> Your instructions: Set out all of the following lines as a numbered list, omitting any blank lines.

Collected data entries
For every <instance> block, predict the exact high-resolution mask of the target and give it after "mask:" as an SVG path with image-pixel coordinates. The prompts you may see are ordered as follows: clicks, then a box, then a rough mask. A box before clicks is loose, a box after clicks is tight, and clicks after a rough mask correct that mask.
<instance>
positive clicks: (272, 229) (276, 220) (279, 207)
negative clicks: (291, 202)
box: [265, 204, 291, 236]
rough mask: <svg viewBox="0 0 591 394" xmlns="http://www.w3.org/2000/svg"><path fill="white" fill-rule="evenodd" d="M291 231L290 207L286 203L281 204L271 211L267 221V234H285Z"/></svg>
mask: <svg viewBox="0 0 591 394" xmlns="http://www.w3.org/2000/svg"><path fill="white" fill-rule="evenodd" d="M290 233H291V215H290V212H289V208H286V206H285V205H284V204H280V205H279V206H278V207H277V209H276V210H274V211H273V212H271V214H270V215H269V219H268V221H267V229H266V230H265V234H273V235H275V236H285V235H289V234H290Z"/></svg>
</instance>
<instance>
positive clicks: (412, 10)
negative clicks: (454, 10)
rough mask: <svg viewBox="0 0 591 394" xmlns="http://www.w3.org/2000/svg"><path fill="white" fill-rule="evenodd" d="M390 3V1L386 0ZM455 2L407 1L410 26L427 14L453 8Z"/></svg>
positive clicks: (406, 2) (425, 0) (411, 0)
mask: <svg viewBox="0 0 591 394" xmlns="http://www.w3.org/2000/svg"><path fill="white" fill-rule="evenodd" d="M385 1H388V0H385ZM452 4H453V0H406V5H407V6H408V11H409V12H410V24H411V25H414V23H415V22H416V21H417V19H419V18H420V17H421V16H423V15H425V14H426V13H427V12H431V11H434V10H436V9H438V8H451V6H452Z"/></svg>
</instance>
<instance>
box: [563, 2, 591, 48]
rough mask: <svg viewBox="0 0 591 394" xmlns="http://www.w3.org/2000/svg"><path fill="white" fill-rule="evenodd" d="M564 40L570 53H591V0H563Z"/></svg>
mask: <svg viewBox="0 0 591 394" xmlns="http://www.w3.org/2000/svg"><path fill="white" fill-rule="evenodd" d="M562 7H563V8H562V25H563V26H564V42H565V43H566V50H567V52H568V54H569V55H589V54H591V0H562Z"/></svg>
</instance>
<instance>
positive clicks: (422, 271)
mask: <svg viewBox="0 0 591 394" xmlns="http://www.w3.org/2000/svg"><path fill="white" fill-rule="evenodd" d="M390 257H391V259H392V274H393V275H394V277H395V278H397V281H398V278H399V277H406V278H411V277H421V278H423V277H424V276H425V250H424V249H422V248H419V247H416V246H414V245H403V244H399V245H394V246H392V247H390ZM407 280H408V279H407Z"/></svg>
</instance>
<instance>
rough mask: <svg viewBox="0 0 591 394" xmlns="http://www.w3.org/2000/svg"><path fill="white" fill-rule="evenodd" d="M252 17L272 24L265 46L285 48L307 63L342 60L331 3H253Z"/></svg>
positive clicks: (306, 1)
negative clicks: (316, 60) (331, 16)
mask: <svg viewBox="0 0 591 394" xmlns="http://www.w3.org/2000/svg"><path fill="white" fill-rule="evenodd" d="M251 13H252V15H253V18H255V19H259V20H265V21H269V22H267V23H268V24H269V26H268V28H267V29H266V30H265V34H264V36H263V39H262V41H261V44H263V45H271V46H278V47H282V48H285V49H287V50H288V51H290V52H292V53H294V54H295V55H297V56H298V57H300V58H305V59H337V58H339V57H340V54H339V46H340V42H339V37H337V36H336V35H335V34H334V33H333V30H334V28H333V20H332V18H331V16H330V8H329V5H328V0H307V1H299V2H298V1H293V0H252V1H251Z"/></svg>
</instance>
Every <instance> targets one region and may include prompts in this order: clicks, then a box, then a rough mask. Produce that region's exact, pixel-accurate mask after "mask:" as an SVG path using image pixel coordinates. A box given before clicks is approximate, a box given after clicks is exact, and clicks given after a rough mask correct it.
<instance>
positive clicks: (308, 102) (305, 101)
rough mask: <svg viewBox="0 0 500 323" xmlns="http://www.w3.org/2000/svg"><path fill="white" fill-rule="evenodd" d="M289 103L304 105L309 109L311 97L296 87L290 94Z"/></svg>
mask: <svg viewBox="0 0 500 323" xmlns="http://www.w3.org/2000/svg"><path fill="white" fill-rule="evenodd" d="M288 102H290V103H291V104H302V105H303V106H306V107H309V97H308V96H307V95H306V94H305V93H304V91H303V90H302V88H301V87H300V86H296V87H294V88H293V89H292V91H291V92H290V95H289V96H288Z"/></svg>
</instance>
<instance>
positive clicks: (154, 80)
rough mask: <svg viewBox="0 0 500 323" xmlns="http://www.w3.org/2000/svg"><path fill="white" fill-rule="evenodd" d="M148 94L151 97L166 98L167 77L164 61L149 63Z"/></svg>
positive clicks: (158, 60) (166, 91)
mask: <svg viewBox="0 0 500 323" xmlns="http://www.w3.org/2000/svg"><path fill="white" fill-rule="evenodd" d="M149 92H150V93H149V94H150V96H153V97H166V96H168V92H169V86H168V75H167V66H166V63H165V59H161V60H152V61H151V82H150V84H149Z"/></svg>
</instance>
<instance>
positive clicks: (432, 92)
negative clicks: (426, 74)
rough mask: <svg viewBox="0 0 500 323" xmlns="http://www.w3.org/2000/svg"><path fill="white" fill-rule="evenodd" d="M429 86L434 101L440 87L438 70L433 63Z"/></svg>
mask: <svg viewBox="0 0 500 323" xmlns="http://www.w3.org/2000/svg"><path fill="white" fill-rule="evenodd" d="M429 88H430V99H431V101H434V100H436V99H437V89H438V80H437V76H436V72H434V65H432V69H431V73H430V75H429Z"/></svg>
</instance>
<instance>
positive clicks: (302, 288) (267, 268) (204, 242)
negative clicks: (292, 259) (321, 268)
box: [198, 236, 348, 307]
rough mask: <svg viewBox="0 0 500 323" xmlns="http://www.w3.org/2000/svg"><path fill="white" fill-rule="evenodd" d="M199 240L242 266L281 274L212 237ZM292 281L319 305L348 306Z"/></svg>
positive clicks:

> Your response:
1. For every <instance> block, predict the exact high-resolution mask of the target and give it after "mask:" as an SVG path with image-pixel coordinates. The prompts you may see are ordered as follows: clicks, then a box, then a rough mask. A box before clicks is loose, a box after clicks is tight, and clicks after a rough mask correct that mask.
2. <instance>
3. positive clicks: (272, 229) (276, 220) (279, 207)
4. negative clicks: (291, 202)
5. box: [265, 204, 291, 236]
6. rough mask: <svg viewBox="0 0 591 394" xmlns="http://www.w3.org/2000/svg"><path fill="white" fill-rule="evenodd" d="M291 231L290 207L286 203L281 204L271 211L267 221V234H285Z"/></svg>
7. mask: <svg viewBox="0 0 591 394" xmlns="http://www.w3.org/2000/svg"><path fill="white" fill-rule="evenodd" d="M290 233H291V215H290V212H289V208H286V206H285V205H284V204H280V205H279V206H278V207H277V209H276V210H274V211H273V212H271V214H270V215H269V219H268V221H267V229H266V230H265V234H273V235H275V236H285V235H289V234H290Z"/></svg>
8. </instance>
9. <instance>
10. positive clicks: (412, 10)
11. negative clicks: (454, 10)
12. rough mask: <svg viewBox="0 0 591 394" xmlns="http://www.w3.org/2000/svg"><path fill="white" fill-rule="evenodd" d="M390 3V1L386 0ZM455 2L407 1L410 26L427 14L453 8Z"/></svg>
13. positive clicks: (406, 2) (425, 0) (411, 0)
14. mask: <svg viewBox="0 0 591 394" xmlns="http://www.w3.org/2000/svg"><path fill="white" fill-rule="evenodd" d="M385 1H388V0H385ZM452 4H453V0H406V5H407V6H408V11H409V12H410V24H411V25H414V23H415V22H416V21H417V19H419V18H420V17H421V16H423V15H425V14H426V13H427V12H431V11H434V10H436V9H438V8H451V6H452Z"/></svg>
15. </instance>
16. <instance>
17. box: [563, 2, 591, 48]
18. rough mask: <svg viewBox="0 0 591 394" xmlns="http://www.w3.org/2000/svg"><path fill="white" fill-rule="evenodd" d="M564 40L570 53H591V0H563Z"/></svg>
19. mask: <svg viewBox="0 0 591 394" xmlns="http://www.w3.org/2000/svg"><path fill="white" fill-rule="evenodd" d="M562 7H563V8H562V25H563V26H564V42H565V43H566V50H567V52H568V54H569V55H589V54H591V0H562Z"/></svg>
20. </instance>
21. <instance>
22. positive clicks: (422, 271)
23. mask: <svg viewBox="0 0 591 394" xmlns="http://www.w3.org/2000/svg"><path fill="white" fill-rule="evenodd" d="M390 257H391V259H392V274H393V275H394V277H395V278H397V281H398V278H399V277H406V278H411V277H421V278H423V277H424V276H425V250H424V249H422V248H419V247H416V246H414V245H403V244H399V245H394V246H392V247H390ZM407 280H408V279H407Z"/></svg>
24. </instance>
25. <instance>
26. rough mask: <svg viewBox="0 0 591 394" xmlns="http://www.w3.org/2000/svg"><path fill="white" fill-rule="evenodd" d="M252 17L272 24L265 46L285 48L307 63L342 60L331 3H253Z"/></svg>
27. positive clicks: (306, 1)
28. negative clicks: (316, 60) (331, 16)
29. mask: <svg viewBox="0 0 591 394" xmlns="http://www.w3.org/2000/svg"><path fill="white" fill-rule="evenodd" d="M251 13H252V15H253V18H255V19H259V20H265V21H269V22H267V23H268V24H269V26H268V28H267V29H266V30H265V34H264V36H263V39H262V41H261V44H263V45H271V46H278V47H282V48H285V49H287V50H288V51H290V52H292V53H294V54H295V55H297V56H298V57H300V58H305V59H337V58H339V57H340V54H339V46H340V42H339V37H337V36H336V35H335V34H334V33H333V30H334V28H333V20H332V18H331V16H330V8H329V5H328V0H307V1H299V2H298V1H293V0H252V1H251Z"/></svg>
30. </instance>
31. Every <instance> targets one region and may include prompts in this order: clicks, then a box, then a rough mask. Produce that region's exact, pixel-accurate mask after "mask:" as an SVG path using image pixel coordinates. A box given before clicks is approximate, a box given after clicks is exact, and clicks given after a rough mask correct it.
32. <instance>
33. positive clicks: (308, 102) (305, 101)
34. rough mask: <svg viewBox="0 0 500 323" xmlns="http://www.w3.org/2000/svg"><path fill="white" fill-rule="evenodd" d="M289 103L304 105L309 109L311 97L296 87L290 94Z"/></svg>
35. mask: <svg viewBox="0 0 500 323" xmlns="http://www.w3.org/2000/svg"><path fill="white" fill-rule="evenodd" d="M288 102H290V103H291V104H302V105H303V106H306V107H309V97H308V96H307V95H306V94H305V93H304V91H303V90H302V88H301V87H300V86H296V87H294V88H293V89H292V91H291V92H290V95H289V96H288Z"/></svg>
36. </instance>
37. <instance>
38. positive clicks: (154, 80)
39. rough mask: <svg viewBox="0 0 500 323" xmlns="http://www.w3.org/2000/svg"><path fill="white" fill-rule="evenodd" d="M148 94L151 97L166 98L167 77L164 61L149 63Z"/></svg>
40. positive clicks: (158, 60) (166, 91)
41. mask: <svg viewBox="0 0 500 323" xmlns="http://www.w3.org/2000/svg"><path fill="white" fill-rule="evenodd" d="M149 92H150V93H149V94H150V96H153V97H166V96H168V92H169V86H168V75H167V66H166V63H165V59H161V60H152V61H151V82H150V84H149Z"/></svg>
42. </instance>
43. <instance>
44. positive clicks: (432, 92)
45. negative clicks: (426, 74)
46. rough mask: <svg viewBox="0 0 500 323" xmlns="http://www.w3.org/2000/svg"><path fill="white" fill-rule="evenodd" d="M429 86L434 101L440 87L438 70L433 63Z"/></svg>
47. mask: <svg viewBox="0 0 500 323" xmlns="http://www.w3.org/2000/svg"><path fill="white" fill-rule="evenodd" d="M429 88H430V99H431V101H434V100H436V99H437V89H438V80H437V76H436V72H434V65H432V69H431V73H430V75H429Z"/></svg>
48. </instance>
49. <instance>
50. positive clicks: (302, 288) (267, 268) (204, 242)
51. negative clicks: (292, 259) (321, 268)
52. box: [198, 236, 348, 307]
53. rough mask: <svg viewBox="0 0 500 323" xmlns="http://www.w3.org/2000/svg"><path fill="white" fill-rule="evenodd" d="M199 240L242 266L281 274L212 237ZM292 281L319 305L348 306Z"/></svg>
54. positive clicks:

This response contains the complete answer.